ИСТОЧНИК:
****

Гитлер. Утраченные годы. Воспоминания сподвижника фюрера. 1927-1944 - Ганфштенгль Эрнст. Страница 37
Кажется, в Нюрнберге я впервые встретил принца Августа Вильгельма Прусского – Ауви. Мы очень понравились друг другу. Он интересовался деятельностью нацистской партии от имени Гогенцоллернов, и в большой степени через него я вновь помирился с движением. Я понимал, что если член бывшей королевской семьи готовится разделить ее взгляды, то появляется больше надежд на удержание ее в пределах границ. С конца 1929 года Ауви начал использовать мой дом как свою мюнхенскую штаб-квартиру, и там в конце ноября у него состоялась короткая встреча с Гитлером, хотя никаких деталей я не помню.

****

ИСХОДНЫЕ ДАННЫЕ:

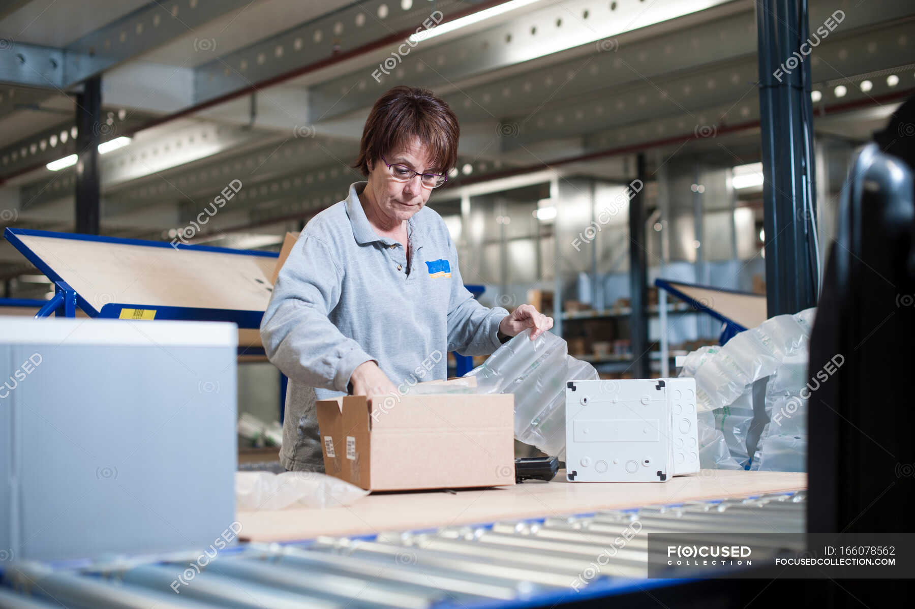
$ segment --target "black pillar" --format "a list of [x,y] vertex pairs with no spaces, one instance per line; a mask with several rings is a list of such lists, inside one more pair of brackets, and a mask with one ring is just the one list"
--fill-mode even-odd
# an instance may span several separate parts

****

ВЫПОЛНИТЕ ЗАДАНИЯ:
**1)** С какого времени, согласно отрывку, Ауви стал использовать дом автора как свою мюнхенскую штаб-квартиру?
**2)** Выведите фрагмент отрывка без изменений от слов «Гитлер. Утраченные годы.» до слов «я не помню.» включительно.
Листинг для работы не понадобится.

ОЖИДАЕМЫЕ ОТВЕТЫ:
**1)** С конца 1929 года.

**2)**
Гитлер. Утраченные годы. Воспоминания сподвижника фюрера. 1927-1944 - Ганфштенгль Эрнст. Страница 37
Кажется, в Нюрнберге я впервые встретил принца Августа Вильгельма Прусского – Ауви. Мы очень понравились друг другу. Он интересовался деятельностью нацистской партии от имени Гогенцоллернов, и в большой степени через него я вновь помирился с движением. Я понимал, что если член бывшей королевской семьи готовится разделить ее взгляды, то появляется больше надежд на удержание ее в пределах границ. С конца 1929 года Ауви начал использовать мой дом как свою мюнхенскую штаб-квартиру, и там в конце ноября у него состоялась короткая встреча с Гитлером, хотя никаких деталей я не помню.